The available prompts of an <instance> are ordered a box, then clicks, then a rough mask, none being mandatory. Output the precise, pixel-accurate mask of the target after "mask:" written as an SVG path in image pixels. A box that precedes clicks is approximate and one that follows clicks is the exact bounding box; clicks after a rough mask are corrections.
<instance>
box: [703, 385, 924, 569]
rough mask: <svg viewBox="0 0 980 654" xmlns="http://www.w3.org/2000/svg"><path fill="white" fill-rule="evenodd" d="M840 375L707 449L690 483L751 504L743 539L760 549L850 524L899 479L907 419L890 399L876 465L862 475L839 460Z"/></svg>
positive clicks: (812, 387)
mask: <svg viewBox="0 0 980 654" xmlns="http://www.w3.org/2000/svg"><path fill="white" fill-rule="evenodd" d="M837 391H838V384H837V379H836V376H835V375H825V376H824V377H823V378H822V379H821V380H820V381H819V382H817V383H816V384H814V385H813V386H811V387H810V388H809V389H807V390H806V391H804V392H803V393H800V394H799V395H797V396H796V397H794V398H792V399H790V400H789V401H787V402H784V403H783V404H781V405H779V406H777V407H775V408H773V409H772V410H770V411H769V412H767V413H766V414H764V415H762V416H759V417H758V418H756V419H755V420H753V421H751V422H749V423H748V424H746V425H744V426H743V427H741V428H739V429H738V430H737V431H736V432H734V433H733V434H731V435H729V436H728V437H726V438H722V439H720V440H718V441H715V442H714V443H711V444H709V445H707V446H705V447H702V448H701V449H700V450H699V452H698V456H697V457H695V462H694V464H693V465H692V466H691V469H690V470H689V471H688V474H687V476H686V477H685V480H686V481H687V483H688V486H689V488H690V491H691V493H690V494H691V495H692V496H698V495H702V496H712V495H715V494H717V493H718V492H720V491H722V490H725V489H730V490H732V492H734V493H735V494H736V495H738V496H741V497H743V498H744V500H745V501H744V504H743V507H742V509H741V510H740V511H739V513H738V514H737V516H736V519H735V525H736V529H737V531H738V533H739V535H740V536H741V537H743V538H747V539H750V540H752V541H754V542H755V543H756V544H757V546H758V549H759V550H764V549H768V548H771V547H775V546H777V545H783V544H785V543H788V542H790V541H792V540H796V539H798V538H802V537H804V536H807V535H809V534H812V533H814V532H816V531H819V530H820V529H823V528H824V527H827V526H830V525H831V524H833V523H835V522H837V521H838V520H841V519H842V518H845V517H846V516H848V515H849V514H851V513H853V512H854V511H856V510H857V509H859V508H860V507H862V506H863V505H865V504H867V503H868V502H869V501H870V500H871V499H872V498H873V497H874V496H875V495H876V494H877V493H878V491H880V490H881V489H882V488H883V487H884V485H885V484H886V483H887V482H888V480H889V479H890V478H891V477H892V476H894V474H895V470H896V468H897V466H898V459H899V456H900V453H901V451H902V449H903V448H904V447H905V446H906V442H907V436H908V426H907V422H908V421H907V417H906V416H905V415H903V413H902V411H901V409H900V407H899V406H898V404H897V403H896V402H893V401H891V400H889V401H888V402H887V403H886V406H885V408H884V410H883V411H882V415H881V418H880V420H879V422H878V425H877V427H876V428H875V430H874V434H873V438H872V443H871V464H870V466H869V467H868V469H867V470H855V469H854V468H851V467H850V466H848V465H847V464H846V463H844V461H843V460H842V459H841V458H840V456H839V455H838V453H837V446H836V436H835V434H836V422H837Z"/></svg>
+ + +
Assigned task: Copy every line of the data above in which the string "instance" appears.

Response to this task:
The available prompts of an <instance> are ordered a box, then clicks, then a rough mask, none being mandatory. Output the precise, pixel-accurate mask of the target after "mask:" written as an SVG path in image pixels. A box that precedes clicks is approximate and one that follows clicks is the exact bounding box; clicks after a rough mask are corrections.
<instance>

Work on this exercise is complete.